▶ AUFGABEN:
**1.** Prüfe bitte, ob die Aussagen (a) bis (c) mit dem Interview zur automatisierten Fertigung bei Rodin übereinstimmen: (a) Bei Rodin erhält der Kunde innerhalb weniger Minuten ein Angebot. (b) Das CNC-Programm wird bei Rodin vollautomatisch erstellt. (c) Rodin hat seinen Sitz in Belgien. Antworte jeweils mit Ja oder Nein und zitiere die entscheidenden Worte wörtlich.
**2.** Führe das Interview zur automatisierten Fertigung bei Rodin ab der Stelle weiter, an der es endet.

▶ DOKUMENT:

Schewe: Wir haben eine sehr enge Zusammenarbeit mit der Firma Rodin in den Niederlanden, die ebenfalls einen gesamtheitlichen Denkansatz zur Integration des Gesamtprozesses mit einer Intelligenz wie unserer Manufacturing Management Software (MMS) als Fertigungssteuerung verfolgen. Rodin hat ihren gesamten Business-Case gemeinsam mit uns hierauf ausgerichtet. Bei Rodin wird der Angebotsprozess über einen intelligenten Algorithmus automatisiert gesteuert. Der Kunde lädt hierzu seine CAD-Daten auf der Webseite des Unternehmens hoch und erhält dank Einsatz von KI innerhalb weniger Minuten ein Angebot. Akzeptiert der Kunde das Angebot, wird als einziger halbmanueller Bestandteil ein CNC-Programm erstellt, das mit weiteren Auftragsdaten aus dem ERP-System an unsere MMS übertragen wird, sodass der Fertigungsprozess mit unserem Automatisierungssystem und den daran gekoppelten Maschinen automatisch startet und von der Software überwacht wird. In kürzester Zeit lässt sich die Bestellung des Kunden somit fertigstellen und an den Versand übergeben. Flexible, kontinuierlich optimierte und intelligente Fertigung findet sich bei Rodin par excellence. Der gesamte Fertigungsprozess muss aus Sicht des Unternehmens vollständig automatisiert ablaufen, was sich auch in der sehr minimalistisch aufgestellten Personaldecke widerspiegelt. Für uns ist diese gemeinsam mit Rodin realisierte Lösung eindeutig ein Flaggschiff im Bereich der Automatisierung. Wir sehen ähnliche Ansätze des Automatisierungsgrades auch bei anderen Projekten, zum Beispiel mit Siemens Energy, bei Nilpeter, Norbert Kempf, Rolls-Royce und Cameron.
WB: Welche Rolle spielen Digitalisierung und Industrie 4.0 in den Automatisierungslösungen von Fastems?

Einträge aus einem Datensatz:
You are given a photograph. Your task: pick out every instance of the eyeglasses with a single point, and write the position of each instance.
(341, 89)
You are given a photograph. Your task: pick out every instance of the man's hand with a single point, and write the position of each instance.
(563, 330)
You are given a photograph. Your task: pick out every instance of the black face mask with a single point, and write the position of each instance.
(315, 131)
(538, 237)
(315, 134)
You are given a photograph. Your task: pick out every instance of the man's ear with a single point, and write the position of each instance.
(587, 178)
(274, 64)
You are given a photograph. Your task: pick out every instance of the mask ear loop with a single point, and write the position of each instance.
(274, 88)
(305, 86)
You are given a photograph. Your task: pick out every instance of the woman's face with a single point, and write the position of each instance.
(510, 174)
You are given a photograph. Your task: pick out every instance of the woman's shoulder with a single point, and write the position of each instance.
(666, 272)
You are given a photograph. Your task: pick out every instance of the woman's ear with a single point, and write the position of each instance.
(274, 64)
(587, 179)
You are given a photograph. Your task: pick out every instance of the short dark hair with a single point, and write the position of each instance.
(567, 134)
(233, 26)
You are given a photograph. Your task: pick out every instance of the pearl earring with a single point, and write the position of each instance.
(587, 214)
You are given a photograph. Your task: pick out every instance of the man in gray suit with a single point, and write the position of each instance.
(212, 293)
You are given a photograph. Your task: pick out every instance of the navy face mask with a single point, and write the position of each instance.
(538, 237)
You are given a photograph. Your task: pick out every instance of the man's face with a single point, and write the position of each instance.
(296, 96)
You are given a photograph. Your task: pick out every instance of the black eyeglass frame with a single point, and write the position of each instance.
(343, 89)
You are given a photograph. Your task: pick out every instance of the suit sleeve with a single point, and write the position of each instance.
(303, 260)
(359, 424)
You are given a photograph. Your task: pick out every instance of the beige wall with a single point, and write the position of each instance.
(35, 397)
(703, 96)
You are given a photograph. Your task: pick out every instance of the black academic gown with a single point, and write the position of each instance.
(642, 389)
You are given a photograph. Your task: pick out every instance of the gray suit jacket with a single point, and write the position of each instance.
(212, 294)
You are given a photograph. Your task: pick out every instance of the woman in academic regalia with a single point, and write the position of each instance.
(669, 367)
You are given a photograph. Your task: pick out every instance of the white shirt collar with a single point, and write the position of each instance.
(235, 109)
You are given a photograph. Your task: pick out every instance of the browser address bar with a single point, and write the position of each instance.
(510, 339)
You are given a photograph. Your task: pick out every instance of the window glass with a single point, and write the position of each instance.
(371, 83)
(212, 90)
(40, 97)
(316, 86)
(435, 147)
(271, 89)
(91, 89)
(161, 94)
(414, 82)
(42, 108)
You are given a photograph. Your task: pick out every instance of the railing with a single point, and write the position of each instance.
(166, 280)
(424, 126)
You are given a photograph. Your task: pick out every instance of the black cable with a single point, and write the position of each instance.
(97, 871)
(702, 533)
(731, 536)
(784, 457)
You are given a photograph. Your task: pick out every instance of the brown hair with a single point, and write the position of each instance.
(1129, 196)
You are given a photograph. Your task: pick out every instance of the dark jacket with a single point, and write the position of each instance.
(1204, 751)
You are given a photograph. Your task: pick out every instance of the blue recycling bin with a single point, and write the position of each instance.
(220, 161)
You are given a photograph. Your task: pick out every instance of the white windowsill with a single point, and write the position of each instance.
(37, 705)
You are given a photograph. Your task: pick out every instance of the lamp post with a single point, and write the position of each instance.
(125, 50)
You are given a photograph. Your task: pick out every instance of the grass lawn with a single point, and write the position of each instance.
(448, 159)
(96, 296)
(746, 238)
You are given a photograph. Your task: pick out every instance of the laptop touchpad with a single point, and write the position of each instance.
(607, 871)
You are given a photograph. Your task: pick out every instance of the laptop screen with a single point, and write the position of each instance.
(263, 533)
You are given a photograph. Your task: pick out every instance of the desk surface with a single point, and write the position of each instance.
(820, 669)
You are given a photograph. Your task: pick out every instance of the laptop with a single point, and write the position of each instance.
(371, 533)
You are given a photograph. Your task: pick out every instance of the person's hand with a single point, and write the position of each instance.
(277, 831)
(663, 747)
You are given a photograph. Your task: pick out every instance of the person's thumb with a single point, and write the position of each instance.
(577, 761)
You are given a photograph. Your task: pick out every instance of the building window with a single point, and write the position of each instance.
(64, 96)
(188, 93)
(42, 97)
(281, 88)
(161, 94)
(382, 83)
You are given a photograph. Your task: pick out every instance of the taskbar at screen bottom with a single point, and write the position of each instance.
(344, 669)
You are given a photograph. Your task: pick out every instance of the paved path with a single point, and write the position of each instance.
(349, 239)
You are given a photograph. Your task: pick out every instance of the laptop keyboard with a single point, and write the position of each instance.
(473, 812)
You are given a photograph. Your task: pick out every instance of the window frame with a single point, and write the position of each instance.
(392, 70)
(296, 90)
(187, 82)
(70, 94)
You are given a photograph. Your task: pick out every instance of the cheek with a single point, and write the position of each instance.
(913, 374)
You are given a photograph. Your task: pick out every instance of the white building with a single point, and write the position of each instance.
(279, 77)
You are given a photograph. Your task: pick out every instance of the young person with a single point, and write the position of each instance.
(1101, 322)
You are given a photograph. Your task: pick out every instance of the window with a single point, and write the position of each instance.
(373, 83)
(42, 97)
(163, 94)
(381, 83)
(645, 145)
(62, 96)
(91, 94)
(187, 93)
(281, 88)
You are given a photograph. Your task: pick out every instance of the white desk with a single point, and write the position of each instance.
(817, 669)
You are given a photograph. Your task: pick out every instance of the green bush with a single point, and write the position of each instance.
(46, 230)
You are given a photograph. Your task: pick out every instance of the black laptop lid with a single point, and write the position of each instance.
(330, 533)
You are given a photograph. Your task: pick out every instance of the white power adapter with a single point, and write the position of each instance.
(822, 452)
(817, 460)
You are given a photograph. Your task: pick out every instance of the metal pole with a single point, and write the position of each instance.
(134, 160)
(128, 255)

▶ LÖSUNGEN:
**1.**
(a) Ja – „erhält dank Einsatz von KI innerhalb weniger Minuten ein Angebot“
(b) Nein – „wird als einziger halbmanueller Bestandteil ein CNC-Programm erstellt“
(c) Nein – „mit der Firma Rodin in den Niederlanden“

**2.**
Schewe: Digitalisierung und Industrie 4.0 sind im Grunde ja nichts neues. Durch unsere überaus leistungsstarke MMS zur automatisierten Planung, Steuerung und Überwachung der Fertigung sind wir eigentlich immer schon Industrie- 4.0-getrieben. Darüber hinaus erweitern wir unser Portfolio ständig und integrieren die gesamte Peripherie wie das Entgraten, Waschen, Messen von Teilen in die intelligente Automatisierung. Außerdem haben wir mit WCO, Work Cell Operations, ein MMS-Modul, mit dem wir auch nicht automatisierte Fertigungsprozesse und Stand-Alone-Maschinen digitalisieren können. Somit erhalten Kunden mit unseren Lösungen immer den gesamten Überblick über ihre Produktion und somit ein hohes Maß an Transparenz. Ein gutes Beispiel ist hier die Sistag AG in der Schweiz. Der Hersteller von Armaturen für die Wasserversorgung und Industrie nutzt unsere MMS als MES und bezieht hier auch ältere Maschinen ohne Netzwerkschnittstelle etwa mithilfe von Tablets mit in die gesamte softwaregesteuerte Fertigungsorganisation mit ein. In diesem Zusammenhang möchte ich nochmals betonen, dass eine besondere Stärke von Fastems unter anderem auch die Integration von bereits bestehenden Maschinen in die Automatisierung und Digitalisierung ist. Immerhin sind unsere Lösungen kompatibel zu mehr als 90 verschiedenen Werkzeugmaschinenmarken.

“Ziel ist es, unsere Beratungsleistungen in puncto Prozess-Know-how noch weiter auszubauen.”

— Vice President EMEA Sven Schewe

WB: Wie unterstützt Fastems seine Kunden dabei, die Rentabilität ihrer Investitionen in Fertigungsautomatisierung zu maximieren und langfristigen Erfolg zu erzielen?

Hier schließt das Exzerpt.